§ Your assignment
Scan the entries below. Return every line that includes "motorcycle".

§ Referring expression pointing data
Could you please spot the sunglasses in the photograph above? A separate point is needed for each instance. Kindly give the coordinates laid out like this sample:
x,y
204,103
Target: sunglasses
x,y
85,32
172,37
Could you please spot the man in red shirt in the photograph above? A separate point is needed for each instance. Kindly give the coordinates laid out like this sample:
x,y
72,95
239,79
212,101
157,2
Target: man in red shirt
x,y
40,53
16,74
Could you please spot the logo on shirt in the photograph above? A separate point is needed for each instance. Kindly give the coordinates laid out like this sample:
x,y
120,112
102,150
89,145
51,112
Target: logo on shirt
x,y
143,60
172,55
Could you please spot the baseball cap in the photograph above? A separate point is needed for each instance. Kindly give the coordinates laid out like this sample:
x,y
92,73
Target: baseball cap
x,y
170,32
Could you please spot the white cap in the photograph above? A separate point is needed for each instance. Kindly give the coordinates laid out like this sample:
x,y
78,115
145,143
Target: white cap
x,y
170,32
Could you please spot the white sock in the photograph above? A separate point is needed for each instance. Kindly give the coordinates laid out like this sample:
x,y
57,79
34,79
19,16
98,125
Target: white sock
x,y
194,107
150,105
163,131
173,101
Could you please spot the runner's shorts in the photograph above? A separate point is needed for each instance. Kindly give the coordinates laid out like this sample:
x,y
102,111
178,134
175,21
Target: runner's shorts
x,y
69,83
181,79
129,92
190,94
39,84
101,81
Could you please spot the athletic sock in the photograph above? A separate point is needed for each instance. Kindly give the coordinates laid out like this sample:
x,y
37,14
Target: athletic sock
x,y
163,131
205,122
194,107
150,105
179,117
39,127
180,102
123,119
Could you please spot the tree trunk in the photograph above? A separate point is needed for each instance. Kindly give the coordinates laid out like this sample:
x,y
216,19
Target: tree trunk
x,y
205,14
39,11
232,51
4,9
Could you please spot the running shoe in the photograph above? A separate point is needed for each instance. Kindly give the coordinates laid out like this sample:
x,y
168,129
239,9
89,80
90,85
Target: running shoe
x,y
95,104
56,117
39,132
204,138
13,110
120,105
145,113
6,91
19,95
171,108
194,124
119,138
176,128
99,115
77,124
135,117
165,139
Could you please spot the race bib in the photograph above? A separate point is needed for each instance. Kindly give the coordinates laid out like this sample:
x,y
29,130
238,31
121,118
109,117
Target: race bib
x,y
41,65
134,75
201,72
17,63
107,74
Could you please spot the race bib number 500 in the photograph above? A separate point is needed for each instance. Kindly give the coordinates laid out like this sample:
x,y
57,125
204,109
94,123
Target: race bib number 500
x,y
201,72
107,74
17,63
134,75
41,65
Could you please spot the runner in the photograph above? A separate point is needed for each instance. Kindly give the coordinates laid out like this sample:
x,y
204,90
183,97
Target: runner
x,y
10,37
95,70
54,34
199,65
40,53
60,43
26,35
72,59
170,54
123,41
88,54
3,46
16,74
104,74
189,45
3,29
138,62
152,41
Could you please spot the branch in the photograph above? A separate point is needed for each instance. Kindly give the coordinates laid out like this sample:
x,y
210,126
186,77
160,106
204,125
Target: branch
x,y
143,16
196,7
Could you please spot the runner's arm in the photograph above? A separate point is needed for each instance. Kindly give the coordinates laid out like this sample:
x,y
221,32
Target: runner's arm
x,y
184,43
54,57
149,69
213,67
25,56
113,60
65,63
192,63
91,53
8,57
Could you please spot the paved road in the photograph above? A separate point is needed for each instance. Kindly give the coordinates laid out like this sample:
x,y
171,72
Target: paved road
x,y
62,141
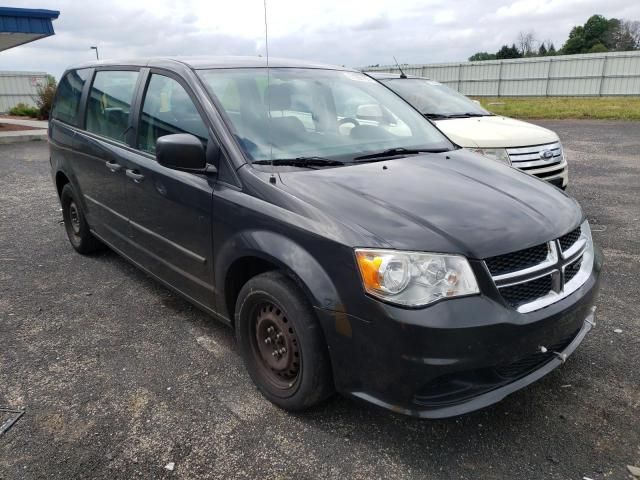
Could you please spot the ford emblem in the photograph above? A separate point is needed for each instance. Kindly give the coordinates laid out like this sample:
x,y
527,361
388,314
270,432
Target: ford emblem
x,y
546,154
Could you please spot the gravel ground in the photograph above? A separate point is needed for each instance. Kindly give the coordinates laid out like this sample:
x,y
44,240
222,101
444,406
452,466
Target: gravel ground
x,y
119,377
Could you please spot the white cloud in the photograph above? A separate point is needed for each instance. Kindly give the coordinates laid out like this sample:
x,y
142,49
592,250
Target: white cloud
x,y
355,33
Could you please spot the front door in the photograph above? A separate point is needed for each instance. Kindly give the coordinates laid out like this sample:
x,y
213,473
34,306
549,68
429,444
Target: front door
x,y
169,210
101,149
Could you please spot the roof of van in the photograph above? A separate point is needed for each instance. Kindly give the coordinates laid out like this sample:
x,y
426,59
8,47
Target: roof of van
x,y
390,75
198,63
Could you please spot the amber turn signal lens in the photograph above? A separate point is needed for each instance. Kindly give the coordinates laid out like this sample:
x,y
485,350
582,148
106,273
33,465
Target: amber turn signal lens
x,y
369,269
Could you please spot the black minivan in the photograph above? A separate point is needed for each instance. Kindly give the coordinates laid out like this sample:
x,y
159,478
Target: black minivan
x,y
347,241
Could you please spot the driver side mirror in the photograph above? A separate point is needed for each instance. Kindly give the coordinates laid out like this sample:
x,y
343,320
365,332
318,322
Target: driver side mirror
x,y
181,151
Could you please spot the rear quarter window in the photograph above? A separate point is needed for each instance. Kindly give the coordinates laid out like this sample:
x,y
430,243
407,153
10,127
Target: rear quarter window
x,y
67,104
109,103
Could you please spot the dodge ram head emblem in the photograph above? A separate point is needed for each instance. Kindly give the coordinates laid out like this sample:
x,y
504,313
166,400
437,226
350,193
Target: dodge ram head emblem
x,y
546,154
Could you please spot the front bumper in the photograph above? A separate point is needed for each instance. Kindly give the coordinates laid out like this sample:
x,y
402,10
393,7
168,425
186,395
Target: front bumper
x,y
455,356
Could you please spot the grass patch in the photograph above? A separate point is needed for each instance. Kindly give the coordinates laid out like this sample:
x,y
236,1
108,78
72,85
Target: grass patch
x,y
601,108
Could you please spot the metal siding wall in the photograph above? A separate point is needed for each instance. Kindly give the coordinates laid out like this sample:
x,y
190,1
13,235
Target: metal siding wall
x,y
19,87
613,73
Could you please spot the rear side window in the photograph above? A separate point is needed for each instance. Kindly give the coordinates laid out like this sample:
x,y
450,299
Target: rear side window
x,y
68,97
168,109
109,103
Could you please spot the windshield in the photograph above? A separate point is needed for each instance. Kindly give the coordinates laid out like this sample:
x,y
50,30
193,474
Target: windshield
x,y
332,114
434,98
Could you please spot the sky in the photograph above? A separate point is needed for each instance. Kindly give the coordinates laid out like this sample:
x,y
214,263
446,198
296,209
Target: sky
x,y
354,33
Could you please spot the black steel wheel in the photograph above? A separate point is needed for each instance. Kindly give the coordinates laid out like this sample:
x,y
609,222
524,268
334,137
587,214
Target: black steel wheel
x,y
282,343
75,223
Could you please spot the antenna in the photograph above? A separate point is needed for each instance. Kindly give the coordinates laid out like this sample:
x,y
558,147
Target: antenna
x,y
402,75
272,178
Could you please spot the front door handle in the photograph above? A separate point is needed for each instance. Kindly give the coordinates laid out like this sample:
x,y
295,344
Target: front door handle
x,y
113,166
134,175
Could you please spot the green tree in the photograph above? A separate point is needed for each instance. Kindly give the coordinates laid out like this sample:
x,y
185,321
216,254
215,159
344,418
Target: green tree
x,y
479,56
508,52
598,48
575,43
597,29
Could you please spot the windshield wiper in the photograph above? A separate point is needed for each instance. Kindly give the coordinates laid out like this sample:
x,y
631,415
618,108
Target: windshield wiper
x,y
305,162
435,116
467,115
394,152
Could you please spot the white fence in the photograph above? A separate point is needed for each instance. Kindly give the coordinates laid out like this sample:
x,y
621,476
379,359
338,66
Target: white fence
x,y
593,74
19,87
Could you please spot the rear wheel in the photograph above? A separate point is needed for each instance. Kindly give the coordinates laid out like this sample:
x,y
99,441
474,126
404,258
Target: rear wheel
x,y
75,223
281,342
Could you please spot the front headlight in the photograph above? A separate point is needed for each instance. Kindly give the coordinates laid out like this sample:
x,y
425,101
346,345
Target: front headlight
x,y
497,154
413,278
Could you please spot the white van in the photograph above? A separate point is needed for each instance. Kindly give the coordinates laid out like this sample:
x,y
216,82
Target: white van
x,y
530,148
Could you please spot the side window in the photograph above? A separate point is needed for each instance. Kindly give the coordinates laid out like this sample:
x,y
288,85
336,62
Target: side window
x,y
168,109
109,103
68,96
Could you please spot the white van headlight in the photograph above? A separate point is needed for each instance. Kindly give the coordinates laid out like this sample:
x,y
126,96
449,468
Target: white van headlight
x,y
497,154
414,278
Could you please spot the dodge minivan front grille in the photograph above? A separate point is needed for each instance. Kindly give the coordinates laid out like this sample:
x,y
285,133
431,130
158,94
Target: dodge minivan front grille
x,y
519,260
567,241
535,277
521,293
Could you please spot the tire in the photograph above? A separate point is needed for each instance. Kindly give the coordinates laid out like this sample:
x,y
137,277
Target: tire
x,y
75,223
299,377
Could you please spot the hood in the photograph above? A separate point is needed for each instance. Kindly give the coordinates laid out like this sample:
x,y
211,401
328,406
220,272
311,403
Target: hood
x,y
448,203
494,132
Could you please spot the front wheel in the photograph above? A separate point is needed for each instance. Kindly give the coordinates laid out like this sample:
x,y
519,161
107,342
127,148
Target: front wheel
x,y
75,223
281,342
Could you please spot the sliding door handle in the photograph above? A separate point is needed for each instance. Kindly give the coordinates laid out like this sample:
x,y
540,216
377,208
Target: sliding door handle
x,y
134,175
113,166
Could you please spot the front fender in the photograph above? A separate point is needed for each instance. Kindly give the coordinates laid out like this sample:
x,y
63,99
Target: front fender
x,y
287,255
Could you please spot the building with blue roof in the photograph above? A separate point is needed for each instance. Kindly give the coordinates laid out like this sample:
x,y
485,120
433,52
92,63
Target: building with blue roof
x,y
23,25
17,27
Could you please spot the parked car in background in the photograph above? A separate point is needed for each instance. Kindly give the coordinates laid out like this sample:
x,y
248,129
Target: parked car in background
x,y
530,148
347,241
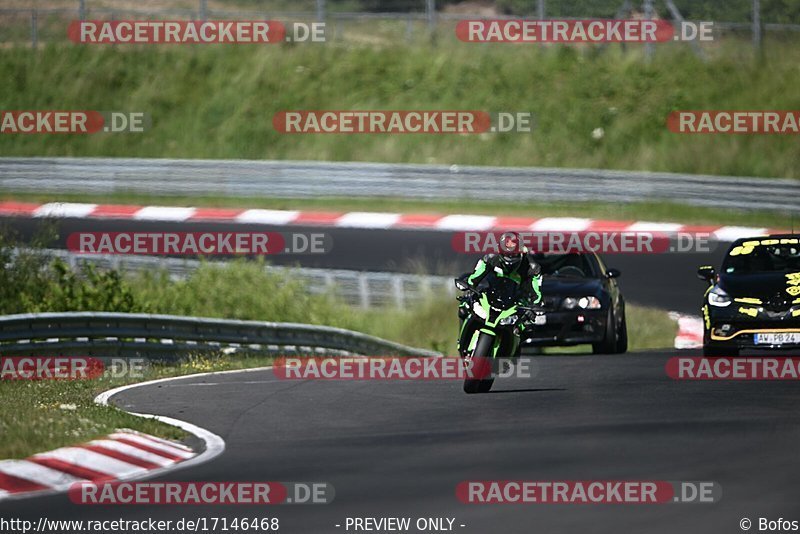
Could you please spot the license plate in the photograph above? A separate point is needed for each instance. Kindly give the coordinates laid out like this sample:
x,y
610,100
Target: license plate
x,y
778,338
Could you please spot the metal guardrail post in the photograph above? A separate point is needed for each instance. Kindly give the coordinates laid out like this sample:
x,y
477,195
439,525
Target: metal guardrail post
x,y
430,12
320,10
34,28
649,12
757,24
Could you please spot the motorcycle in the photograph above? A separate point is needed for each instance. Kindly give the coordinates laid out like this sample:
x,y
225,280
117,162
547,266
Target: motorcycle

§ Expected output
Could you please spot the motorcycle in the photograph above? A separate point is needed for each instance. Kindly give the coordinates laid out like this sample:
Target: motorcycle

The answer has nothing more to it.